(RECORDS FOR PROCESSING)
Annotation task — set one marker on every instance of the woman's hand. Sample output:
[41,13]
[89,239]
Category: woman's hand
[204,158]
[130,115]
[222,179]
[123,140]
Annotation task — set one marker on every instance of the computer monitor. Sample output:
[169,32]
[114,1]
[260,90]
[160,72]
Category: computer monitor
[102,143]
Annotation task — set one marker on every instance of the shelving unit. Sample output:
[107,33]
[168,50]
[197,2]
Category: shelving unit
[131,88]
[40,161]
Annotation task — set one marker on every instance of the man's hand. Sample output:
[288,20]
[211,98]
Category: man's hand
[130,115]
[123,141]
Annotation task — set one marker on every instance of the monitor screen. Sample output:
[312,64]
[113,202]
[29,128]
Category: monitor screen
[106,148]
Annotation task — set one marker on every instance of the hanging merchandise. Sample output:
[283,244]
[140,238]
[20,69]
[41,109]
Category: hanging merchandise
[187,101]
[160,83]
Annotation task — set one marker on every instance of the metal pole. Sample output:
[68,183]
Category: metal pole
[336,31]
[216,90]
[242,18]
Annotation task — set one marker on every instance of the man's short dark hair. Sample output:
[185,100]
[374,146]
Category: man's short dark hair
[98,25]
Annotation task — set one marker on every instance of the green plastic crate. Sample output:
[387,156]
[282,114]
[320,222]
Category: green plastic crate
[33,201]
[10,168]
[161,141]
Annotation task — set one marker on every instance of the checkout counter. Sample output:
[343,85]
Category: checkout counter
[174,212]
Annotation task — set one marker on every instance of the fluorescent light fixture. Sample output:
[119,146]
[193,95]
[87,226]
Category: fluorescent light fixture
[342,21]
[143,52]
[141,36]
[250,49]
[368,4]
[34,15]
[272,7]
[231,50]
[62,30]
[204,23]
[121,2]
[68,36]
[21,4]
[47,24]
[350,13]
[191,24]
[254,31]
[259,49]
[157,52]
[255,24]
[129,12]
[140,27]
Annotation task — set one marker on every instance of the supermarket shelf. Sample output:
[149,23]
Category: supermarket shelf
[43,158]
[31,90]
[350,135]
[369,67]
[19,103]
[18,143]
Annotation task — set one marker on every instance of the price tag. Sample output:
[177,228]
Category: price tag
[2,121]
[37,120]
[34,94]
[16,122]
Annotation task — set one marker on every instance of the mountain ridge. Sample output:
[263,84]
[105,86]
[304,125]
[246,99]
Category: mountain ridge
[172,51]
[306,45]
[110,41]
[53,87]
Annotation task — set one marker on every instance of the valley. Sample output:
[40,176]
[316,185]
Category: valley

(EXERCISE DETAILS) Rename "Category" to "Label" everywhere it occurs in the data above, and reproduce all of the lines with no other changes.

(RESPONSE TO THE EXERCISE)
Annotation task — set one marker on every instance of the woman's hand. Sample output:
[41,13]
[89,239]
Label: woman's hand
[204,158]
[130,115]
[222,179]
[123,140]
Annotation task — set one marker on every instance of the computer monitor. Sample output:
[169,32]
[114,1]
[260,90]
[160,72]
Label: computer monitor
[102,143]
Annotation task — set one marker on every instance of the shelving unit. Sample output:
[107,33]
[168,50]
[197,2]
Label: shelving unit
[131,88]
[40,161]
Annotation task — set one marker on every instance of the man's hand. Sample output:
[288,20]
[211,98]
Label: man's hand
[130,115]
[123,141]
Annotation task — set one marker on every instance of the monitor screen. Sample output:
[312,64]
[113,202]
[29,128]
Label: monitor screen
[106,148]
Annotation task — set one marker on every instance of the hanging merchandise. Sample output:
[283,244]
[140,238]
[20,69]
[41,109]
Label: hanging merchandise
[187,101]
[160,83]
Annotation task — set one marker on every instance of the metal pole. Sample output:
[68,183]
Label: metal pole
[336,31]
[216,90]
[242,18]
Annotation task — set one marker on every instance of the man's short dark hair. Sample output:
[185,100]
[374,146]
Label: man's short dark hair
[98,25]
Annotation task — set one marker on every instance of the green plastic crate. Sample output:
[387,156]
[282,114]
[320,222]
Label: green plastic crate
[33,201]
[10,168]
[161,141]
Annotation task — set one marker on every instance of the checkout counter. Sample output:
[343,85]
Label: checkout counter
[174,212]
Annotation task — set one marker on every instance of the fluorescent light fixture. Sample output:
[119,146]
[193,95]
[87,226]
Label: fluorescent light fixture
[342,21]
[143,52]
[141,36]
[250,49]
[368,4]
[34,15]
[272,7]
[231,50]
[62,30]
[204,23]
[121,2]
[68,36]
[21,4]
[47,24]
[350,13]
[191,24]
[254,31]
[259,49]
[157,52]
[255,24]
[129,12]
[140,27]
Annotation task — set one marker on every instance of the supermarket shelf. Sample output:
[149,23]
Label: supermarket shelf
[43,158]
[31,90]
[350,135]
[369,67]
[19,103]
[18,143]
Annotation task — set one marker on every instance of the price tag. Sample output:
[177,228]
Label: price tag
[2,121]
[37,120]
[34,94]
[16,122]
Annotation task — set one marker on every instance of the mountain ridge. Sample output:
[263,84]
[105,86]
[304,125]
[246,99]
Label: mountain ridge
[172,51]
[306,45]
[110,41]
[53,87]
Annotation task — set one marker on every instance of the valley. Sample output:
[40,176]
[316,185]
Label: valley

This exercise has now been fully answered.